▸ **What to produce**: Copy word for word the stretch of the animism excerpt below that starts at the words "Beyond these three" and stops after the words "the theory predicted.".

▸ **Extracted text**:
'''

Confirmed in that restated form. In all 20 testable snapshots, patterns model other patterns using internal-state (agent-template) features at roughly double the rate of trajectory features — high $\alpha$ . More remarkably, patterns model resources — non-agentive environmental features — using the same internal-state dynamics, so the agent-template $\alpha$ spills onto non-agents. Animism score exceeds 1.0 universally.

This is computational animism: the cheapest compression reuses the agent-template $\alpha$ for everything. Attributing agency to non-agents is not a cognitive error; it is the default strategy of any system that models through self-similarity. One caution belongs here. The earlier scalar treatment assumed $\alpha$ , $\kappa$ , and $\gamma$ move together — that to ascribe more agency is also to couple more strongly and weight the channel more. That covariation is a conjecture, testable and so far untested, not a definition. Animism, as measured, is squarely a high- $\alpha$ result; whether $\kappa$ and $\gamma$ track it is exactly what the three-way decomposition was introduced to find out.

Beyond these three findings: affect geometry alignment (RSA between structural and behavioral measures) develops over evolution, with the clearest trend in seed 7 (0.01 to 0.38 over 30 cycles). Representation compression is cheap (effective dimensionality of ~7 out of 68 features, or >87% compression from cycle 0) but representation quality — disentanglement and compositionality — only improves under bottleneck selection. Communication exists as a chemical commons (inter-pattern MI significantly above baseline in 15/20 snapshots) but shows no compositional structure. No superorganism emerges (collective $\intinfo_G < \sum \intinfo_i$ in all snapshots), but group coupling grows over evolution. Entanglement across all measures increases from 0.68 to 0.91 — everything becomes more correlated with everything else, just not in the clusters the theory predicted.

'''

▸ **Dataset content**:
'''

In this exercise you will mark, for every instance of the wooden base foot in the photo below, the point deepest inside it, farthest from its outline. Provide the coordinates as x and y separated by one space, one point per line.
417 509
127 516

'''

▸ **Final answer**:
Beyond these three findings: affect geometry alignment (RSA between structural and behavioral measures) develops over evolution, with the clearest trend in seed 7 (0.01 to 0.38 over 30 cycles). Representation compression is cheap (effective dimensionality of ~7 out of 68 features, or >87% compression from cycle 0) but representation quality — disentanglement and compositionality — only improves under bottleneck selection. Communication exists as a chemical commons (inter-pattern MI significantly above baseline in 15/20 snapshots) but shows no compositional structure. No superorganism emerges (collective $\intinfo_G < \sum \intinfo_i$ in all snapshots), but group coupling grows over evolution. Entanglement across all measures increases from 0.68 to 0.91 — everything becomes more correlated with everything else, just not in the clusters the theory predicted.